● SELECTED PASSAGE:
Saturday 29 August 2020

In stitches

 A fantastic stash of vintage magazines came into our possession recently.* Well, I say fantastic... They're fantastic if, like me, you find there's nothing like a little tackiness to bring some brightness to a gloomy day.  

Tackiness comes in many forms but you can't beat a bit of kitsch knitwear, can you?  There's plenty of it to be found within the pages of 'Pins and Needles' and it seems only apt that I ended up with the condition of the same name after unwisely kneeling on the floor to browse through them.  But, oh you know how it is, you see a 1963 article on how to crochet a doily and you're hooked.  (No pun intended.)

Anyway, I can't keep them all to myself!  Let me treat you to some of the images and ads from that bygone age when the sound of our mothers' knitting needles clacking away was loaded with a strange sense of doom for us children of the '60s.  We just knew we might end up looking something like this... 

Life wasn't so great for our mums, either.   40-22-35?  "Where do you fail?"  Ffs!

There's nothing like a disembodied dog's head on a trophy shield to give you nightmares...

...oh, other than a wild-eyed, demented Gonk who wants to lick you.  Lucky?  I think not.

Still, if you seek something a little more sophisticated, you could always install a quilted cocktail bar:

- and invite Eric and Ernie over to compare sweaters

"What do you think of it so far?"


He'll grow out of it...

Magic ones?

More creepy ideas to scare the children

The ultimate in suave

And finally, is it a dress?  Is it a tablecloth?  It's both!

* With many thanks to Pete.

Saturday 22 August 2020

Super Mario

 Oh, I do love an interesting face!

What is it about some faces that just draw you in? Especially when they’re not conventionally beautiful.  I must stop inadvertently staring at people…. I forget where I am sometimes and find myself becoming preoccupied with the features of strangers – men and women, young or old - on trains, in waiting rooms, at the local curry house – one of these days it’s sure to land me in trouble.  (Maybe the wearing of face coverings is good thing in that respect too right now...)

How would I explain myself?  “I was just admiring your extremely large nose” or “I can’t take my eyes off your luxuriously bushy eyebrows!”   It might just be because I spend so much time drawing and I think my brain has got stuck in that mode – absorbing angles and curves and proportions, kind of sketching them out with my eyes like virtual portraiture, but, hmm - how would you tell that to the target of your unwelcome observation without sounding incredibly creepy?!  It would be sure not to end well.

Thankfully I’m safe to share my thoughts on this particular face without judgement here.

It is the wonderfully compelling countenance of Mario Fabrizi, a comedian and actor who is probably familiar to anyone who's seen The Army Game or (as in my case), when he was working alongside Tony Hancock in Hancock's Half Hour and his two films, The Rebel (I love this - see clip below) and The Punch And Judy Man.

I had to look up a bit more about him and was sad to read that he died very young (in his late thirties); in fact it would have been only a short while after filming The Punch And Judy Man in 1963 and, according to Wikipedia, his death was due to a ‘stress-related illness’.  This sounds particularly tragic and perhaps poses more questions than it answers, especially given that just a week prior to his demise he had apparently announced he would be leaving showbusiness.  I am so sorry that we could not  witness more of his talent and his marvellous appearance, both of which I'm sure would have aged magnificently.

● EXERCISE SET:
(a) Say whether each statement agrees with the blog posts about vintage magazines and Mario Fabrizi, answering yes or no and quoting the words of the text that decide it: (i) the crochet doily article in the magazines dates from 1963; (ii) Mario Fabrizi died in his late forties; (iii) the writer got pins and needles from kneeling on the floor to look through the magazines.
(b) Carry on the blog posts about vintage magazines and Mario Fabrizi, picking up after their final sentence.

● MATERIAL SUPPLIED:
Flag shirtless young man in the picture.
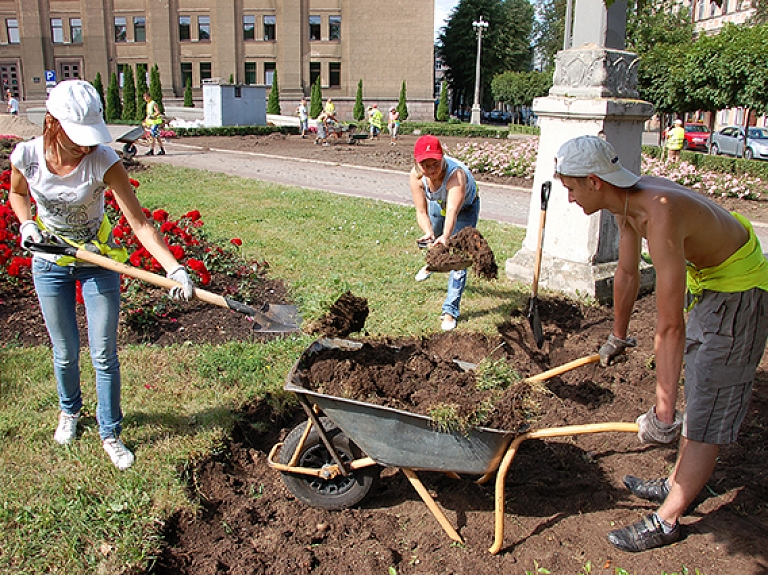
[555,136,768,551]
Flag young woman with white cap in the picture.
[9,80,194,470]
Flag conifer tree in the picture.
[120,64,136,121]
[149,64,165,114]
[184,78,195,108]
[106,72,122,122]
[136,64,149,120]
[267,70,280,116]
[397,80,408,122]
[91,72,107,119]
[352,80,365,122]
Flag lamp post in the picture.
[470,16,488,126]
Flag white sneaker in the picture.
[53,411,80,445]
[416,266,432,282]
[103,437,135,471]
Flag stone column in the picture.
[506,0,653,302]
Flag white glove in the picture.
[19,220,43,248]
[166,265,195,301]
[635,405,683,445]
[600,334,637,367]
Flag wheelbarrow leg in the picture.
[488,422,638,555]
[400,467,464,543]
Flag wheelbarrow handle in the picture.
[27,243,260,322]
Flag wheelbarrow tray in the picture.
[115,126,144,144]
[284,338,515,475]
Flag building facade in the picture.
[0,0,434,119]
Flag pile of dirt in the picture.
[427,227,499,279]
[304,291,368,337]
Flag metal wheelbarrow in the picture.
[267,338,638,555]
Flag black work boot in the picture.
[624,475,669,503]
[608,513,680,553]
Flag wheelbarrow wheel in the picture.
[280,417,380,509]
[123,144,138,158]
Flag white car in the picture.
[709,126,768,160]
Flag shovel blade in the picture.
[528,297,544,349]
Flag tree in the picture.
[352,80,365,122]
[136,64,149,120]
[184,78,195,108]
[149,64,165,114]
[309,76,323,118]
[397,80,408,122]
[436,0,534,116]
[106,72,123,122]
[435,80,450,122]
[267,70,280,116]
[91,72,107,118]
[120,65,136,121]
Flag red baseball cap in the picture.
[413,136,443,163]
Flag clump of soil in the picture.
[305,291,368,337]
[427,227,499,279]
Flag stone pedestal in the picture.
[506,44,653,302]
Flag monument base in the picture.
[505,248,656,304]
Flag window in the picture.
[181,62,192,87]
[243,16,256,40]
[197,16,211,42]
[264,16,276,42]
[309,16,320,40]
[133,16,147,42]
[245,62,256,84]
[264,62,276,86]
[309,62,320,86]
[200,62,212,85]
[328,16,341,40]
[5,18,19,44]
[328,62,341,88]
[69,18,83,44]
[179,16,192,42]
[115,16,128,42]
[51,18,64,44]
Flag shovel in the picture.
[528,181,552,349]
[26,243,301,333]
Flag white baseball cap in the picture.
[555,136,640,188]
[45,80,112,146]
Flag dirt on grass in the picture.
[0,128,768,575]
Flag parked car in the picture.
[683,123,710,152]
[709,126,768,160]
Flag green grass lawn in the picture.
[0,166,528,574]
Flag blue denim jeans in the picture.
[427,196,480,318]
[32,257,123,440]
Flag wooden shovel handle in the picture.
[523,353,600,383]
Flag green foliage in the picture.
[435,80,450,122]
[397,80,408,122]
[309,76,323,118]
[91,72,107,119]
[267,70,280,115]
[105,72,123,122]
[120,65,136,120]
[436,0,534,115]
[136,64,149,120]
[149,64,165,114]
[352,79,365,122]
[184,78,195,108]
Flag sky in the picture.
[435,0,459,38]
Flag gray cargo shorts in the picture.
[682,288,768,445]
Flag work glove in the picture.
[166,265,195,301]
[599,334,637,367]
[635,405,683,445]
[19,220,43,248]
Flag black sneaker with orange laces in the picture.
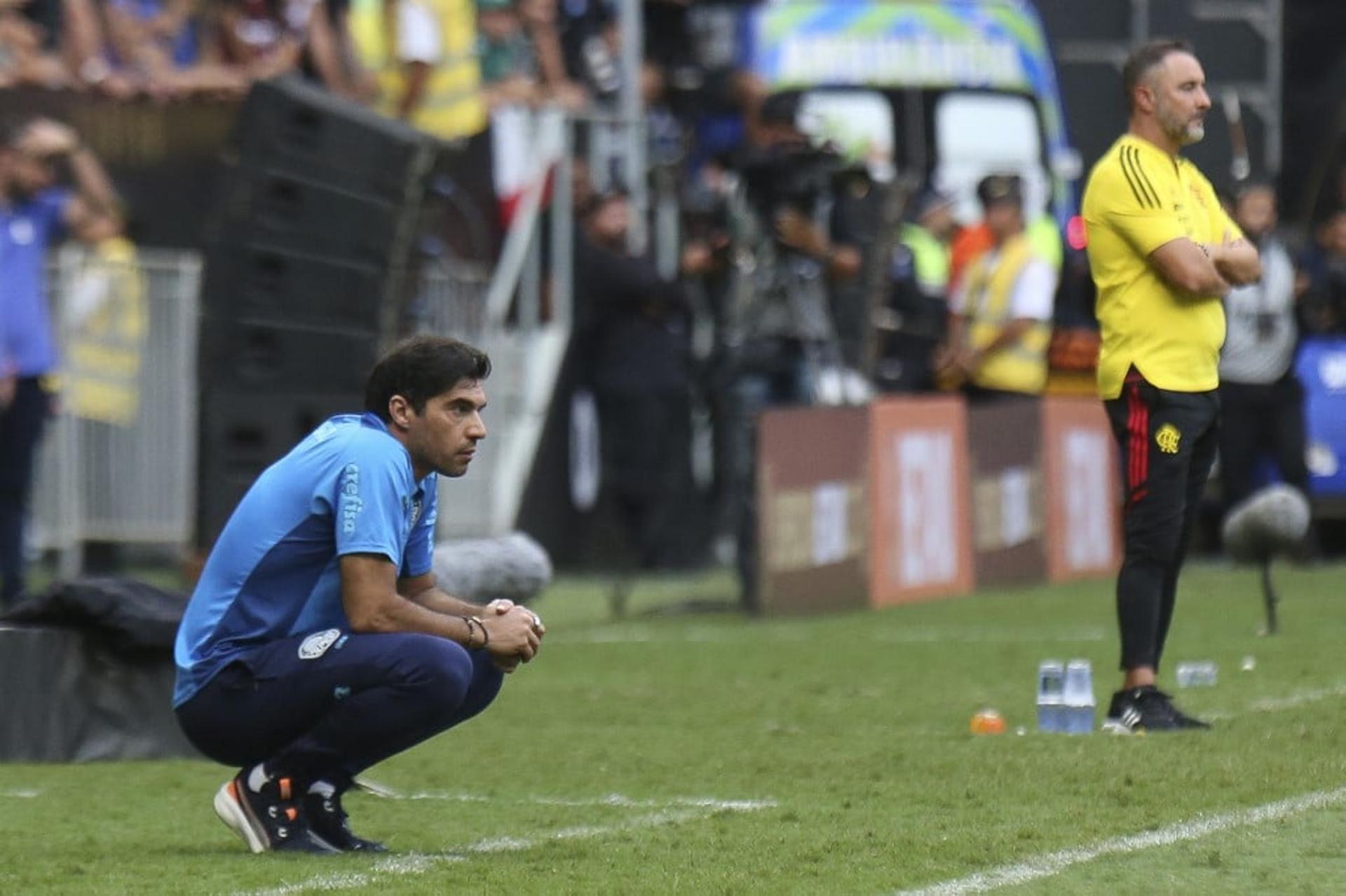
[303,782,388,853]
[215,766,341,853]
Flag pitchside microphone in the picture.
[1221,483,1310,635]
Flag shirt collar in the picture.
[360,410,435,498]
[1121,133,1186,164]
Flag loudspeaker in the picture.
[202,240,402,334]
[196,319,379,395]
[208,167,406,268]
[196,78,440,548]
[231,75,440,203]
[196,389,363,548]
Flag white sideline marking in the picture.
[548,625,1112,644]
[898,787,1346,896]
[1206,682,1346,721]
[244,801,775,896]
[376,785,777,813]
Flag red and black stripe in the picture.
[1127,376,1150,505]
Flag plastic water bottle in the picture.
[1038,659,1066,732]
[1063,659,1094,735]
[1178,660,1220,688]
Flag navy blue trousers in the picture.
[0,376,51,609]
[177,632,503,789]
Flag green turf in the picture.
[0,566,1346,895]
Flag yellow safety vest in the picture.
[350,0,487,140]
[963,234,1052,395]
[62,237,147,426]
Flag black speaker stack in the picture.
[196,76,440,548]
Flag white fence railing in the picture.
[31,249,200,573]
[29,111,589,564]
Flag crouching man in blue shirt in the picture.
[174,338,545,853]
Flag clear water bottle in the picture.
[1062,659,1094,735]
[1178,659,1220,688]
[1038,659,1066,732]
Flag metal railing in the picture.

● PER-TASK ANSWERS:
(a)
(i) Yes: "you see a 1963 article on how to crochet a doily"
(ii) No: "he died very young (in his late thirties)"
(iii) Yes: "I ended up with the condition of the same name after unwisely kneeling on the floor to browse through them"

(b)
However, and I hope you agree, you cannot help but feel joy when you see his lovely unconventional face in its prime.  It’s just so full of character.  Those laughing eyes, his long Roman nose, that slicked back hair - and that massive moustache!   

 "No froth?!"

(A fondly remembered Mario Fabrizi featuring alongside Tony Hancock and Liz Fraser in a brilliant scene from 'The Rebel')

Sunday 2 August 2020

A paean to pondlife

Most of the time my mum used the large Pyrex dish for baking Apple Crumble but as Spring turned to Summer and long yellow days stretched out ahead of us, the pie dish took up residence in my bedroom.  Sometimes on the windowsill - or if it got too hot there, I'd move it out of the sunlight and make space for it between my felt tip pens and Puffin books on the little white desk.  There in this modest container each year the magic would take place.


What a way to learn about life...  To get up each morning and wonder how many of the funny little black beans with nostrils and diaphanous tails might have started to sprout tiny limbs during the night.  Hind legs first, then front ones -  I could almost, almost watch them grow in front of my eyes, I'm sure.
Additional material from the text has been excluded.